(PROVIDED RECORDS Opens)

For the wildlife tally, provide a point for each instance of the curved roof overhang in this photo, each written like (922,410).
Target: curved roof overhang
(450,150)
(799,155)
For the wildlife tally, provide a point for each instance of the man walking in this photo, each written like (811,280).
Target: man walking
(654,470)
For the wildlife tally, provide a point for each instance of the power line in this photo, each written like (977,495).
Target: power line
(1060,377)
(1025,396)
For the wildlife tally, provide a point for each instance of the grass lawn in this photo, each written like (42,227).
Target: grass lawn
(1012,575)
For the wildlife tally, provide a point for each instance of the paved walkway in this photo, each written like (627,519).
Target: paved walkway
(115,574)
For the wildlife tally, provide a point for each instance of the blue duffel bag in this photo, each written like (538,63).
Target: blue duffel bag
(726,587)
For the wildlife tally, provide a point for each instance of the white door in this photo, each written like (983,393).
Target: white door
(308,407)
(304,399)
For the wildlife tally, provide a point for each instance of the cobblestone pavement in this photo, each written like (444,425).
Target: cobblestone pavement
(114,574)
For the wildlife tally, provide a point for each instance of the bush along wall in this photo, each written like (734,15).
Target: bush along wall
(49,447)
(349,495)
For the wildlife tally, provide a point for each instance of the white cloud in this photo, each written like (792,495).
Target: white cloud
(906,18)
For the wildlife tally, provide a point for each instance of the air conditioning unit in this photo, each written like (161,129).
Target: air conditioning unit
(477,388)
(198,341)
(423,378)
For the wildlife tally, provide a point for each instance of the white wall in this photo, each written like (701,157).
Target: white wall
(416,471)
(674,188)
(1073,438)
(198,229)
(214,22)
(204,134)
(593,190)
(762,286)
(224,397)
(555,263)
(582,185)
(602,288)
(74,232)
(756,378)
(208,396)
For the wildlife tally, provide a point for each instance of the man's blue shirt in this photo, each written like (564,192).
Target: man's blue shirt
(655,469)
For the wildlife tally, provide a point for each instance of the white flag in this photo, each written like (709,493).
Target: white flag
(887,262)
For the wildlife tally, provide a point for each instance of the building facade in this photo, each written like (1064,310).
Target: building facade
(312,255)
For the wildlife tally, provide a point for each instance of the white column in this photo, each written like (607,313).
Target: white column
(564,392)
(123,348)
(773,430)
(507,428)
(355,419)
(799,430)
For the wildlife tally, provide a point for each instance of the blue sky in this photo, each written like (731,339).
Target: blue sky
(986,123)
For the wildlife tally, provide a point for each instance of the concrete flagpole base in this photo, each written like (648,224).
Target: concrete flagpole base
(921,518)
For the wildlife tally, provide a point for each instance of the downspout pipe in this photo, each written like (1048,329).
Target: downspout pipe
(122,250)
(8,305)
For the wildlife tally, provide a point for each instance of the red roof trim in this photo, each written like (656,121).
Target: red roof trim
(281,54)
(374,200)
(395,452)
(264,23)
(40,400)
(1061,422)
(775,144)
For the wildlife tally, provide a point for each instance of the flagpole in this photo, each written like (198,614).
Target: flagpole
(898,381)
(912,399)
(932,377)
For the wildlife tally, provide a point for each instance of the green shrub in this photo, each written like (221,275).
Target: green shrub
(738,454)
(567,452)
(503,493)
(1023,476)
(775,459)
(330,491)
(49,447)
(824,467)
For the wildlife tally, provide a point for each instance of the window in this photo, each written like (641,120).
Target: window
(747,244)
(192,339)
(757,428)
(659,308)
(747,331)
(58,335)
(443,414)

(PROVIDED RECORDS Closes)

ABOUT THIS TASK: Extract the data exactly as given.

RESPONSE BOX:
For the wildlife tally, provide a point for each instance of the curved roof overhang in this photo, each written like (922,410).
Target: curved roof overhang
(450,150)
(799,155)
For the wildlife tally, provide a point for each instance of the man walking in this photo, each written like (811,280).
Target: man walking
(654,470)
For the wildlife tally, provide a point for each instance of the power line in this photo, each written like (977,495).
Target: power line
(1060,377)
(1025,396)
For the wildlife tally, provide a point for each instance of the grass lawn in this photo, each written like (42,227).
Target: grass lawn
(1012,575)
For the wildlife tally, provide a point for each instance of the paved walkway in this photo, each written like (627,519).
Target: paved walkway
(115,574)
For the wildlife tally, provide a point for each instance of the blue duffel bag in this photo, each written like (538,63).
Target: blue duffel bag
(726,587)
For the wildlife tally, provide a point for each instance of the white door in this photo, each written like (983,393).
Target: white door
(308,407)
(304,399)
For the wildlife tally, provide a point for each instance of the cobblestone pavement in this photo, each written like (444,425).
Target: cobblestone pavement
(114,574)
For the wildlife tally, provide a point for each instance of the bush along wall in this photo, each written like (734,15).
Target: bush along wall
(49,447)
(349,495)
For the wildlife tally, provide a point for each instance of the white cloud in this photo, each written like (792,495).
Target: white cloud
(906,18)
For the wildlife tally, provide a point for each instance of the air conditioning unit in this photo, each written like (161,129).
Target: air conditioning unit
(477,388)
(198,341)
(423,378)
For the wildlife tally, provide a point for each instance of the white wall in this photo, each written like (701,157).
Target: white wall
(416,471)
(674,188)
(1073,438)
(198,229)
(214,22)
(204,134)
(593,190)
(762,286)
(224,397)
(555,263)
(582,185)
(602,288)
(74,232)
(756,378)
(208,396)
For the wildlife tally, provide a point for each instance of the man's blue shirt in this photo, each written like (564,192).
Target: man's blue shirt
(655,469)
For the wildlife tally, provide a point for each instance of the white flag in this photo, each written like (709,493).
Target: white flag
(887,262)
For the wildlife tally, provide a point for each instance of the building facade in this photo, each written like (1064,310).
Target: building facade
(312,255)
For the wildlife tally, provide a point for each instance of the white column in this photo, each written like (607,313).
Target: white column
(564,392)
(123,348)
(773,430)
(507,428)
(355,419)
(799,430)
For the wildlife tally, provide a point for each instance of the blue sky in this photo, each written like (731,339).
Target: blue sky
(986,123)
For the wildlife tally, provide a point for each instance of the concrete flagpole base in this photo, each written like (648,224).
Target: concrete flagpole base
(921,518)
For the wildlife tally, provide a point for each instance of the downspout pipe in this photo, each written like (1048,329).
Target: downspout pipe
(122,250)
(8,305)
For the wildlife tally, provide a point for each instance of the red roof trim in this photo, each written like (656,121).
Target: red roof trim
(281,54)
(374,200)
(395,452)
(264,23)
(40,400)
(1061,422)
(775,144)
For the wildlife tally, provide a point for each instance of the flagpole in this photo, each written like (198,614).
Target: flagpole
(898,381)
(912,399)
(932,377)
For the wildlife tally, provide a point for each instance of the green shrub in this photo, each written like (221,275).
Target: green shrub
(738,454)
(567,452)
(503,493)
(1023,476)
(775,459)
(330,491)
(49,447)
(824,467)
For the wildlife tally, provide a point for each instance of the window in this photo, each written like (641,120).
Target: window
(747,244)
(192,339)
(757,428)
(659,308)
(747,331)
(58,335)
(443,414)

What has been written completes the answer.